TASK: Copy every line of the records below exactly as it stands, leaving out the pictures.

DATA PROVIDED:
>> BEGIN

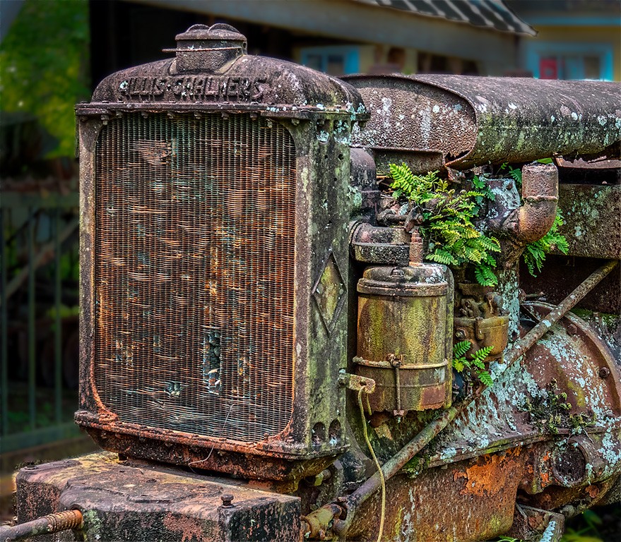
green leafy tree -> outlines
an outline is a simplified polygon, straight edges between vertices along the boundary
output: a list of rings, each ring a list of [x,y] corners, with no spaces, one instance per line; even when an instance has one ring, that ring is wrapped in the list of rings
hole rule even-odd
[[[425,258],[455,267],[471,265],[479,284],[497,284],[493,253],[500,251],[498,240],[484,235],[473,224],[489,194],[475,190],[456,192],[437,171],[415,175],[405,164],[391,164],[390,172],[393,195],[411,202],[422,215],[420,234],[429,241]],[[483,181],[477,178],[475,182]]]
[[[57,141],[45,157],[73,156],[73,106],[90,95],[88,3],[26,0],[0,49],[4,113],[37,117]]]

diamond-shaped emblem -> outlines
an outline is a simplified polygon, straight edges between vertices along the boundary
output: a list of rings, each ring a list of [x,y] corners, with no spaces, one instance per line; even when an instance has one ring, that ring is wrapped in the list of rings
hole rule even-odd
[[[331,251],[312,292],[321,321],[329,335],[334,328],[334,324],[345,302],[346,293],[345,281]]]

>> END

OUTPUT:
green leafy tree -> outlines
an outline is a simplified polygon, straight edges between vertices along the boundary
output: a list of rings, each ring a list of [x,y] corners, with no spaces, one instance per line; even when an instance has one ring, that ring is wrapped in the list of rings
hole rule even-odd
[[[425,258],[455,267],[471,265],[479,284],[497,284],[493,253],[500,251],[498,240],[484,235],[473,224],[489,194],[475,190],[456,192],[437,171],[415,175],[405,164],[391,164],[390,172],[393,195],[411,202],[422,215],[420,234],[429,241]],[[483,181],[477,178],[475,182]]]
[[[57,141],[45,157],[73,156],[73,106],[90,95],[88,3],[26,0],[0,49],[4,113],[37,117]]]

diamond-shaped emblem -> outlines
an outline is a simplified polygon, straight edges between vertices along the boundary
output: a list of rings, each ring a list of [x,y] corners, with no spaces, one instance per line; even when an instance has one ring, that ring is wrapped in the list of rings
hole rule even-odd
[[[331,251],[312,292],[321,321],[329,335],[334,328],[334,324],[345,302],[346,293],[345,281]]]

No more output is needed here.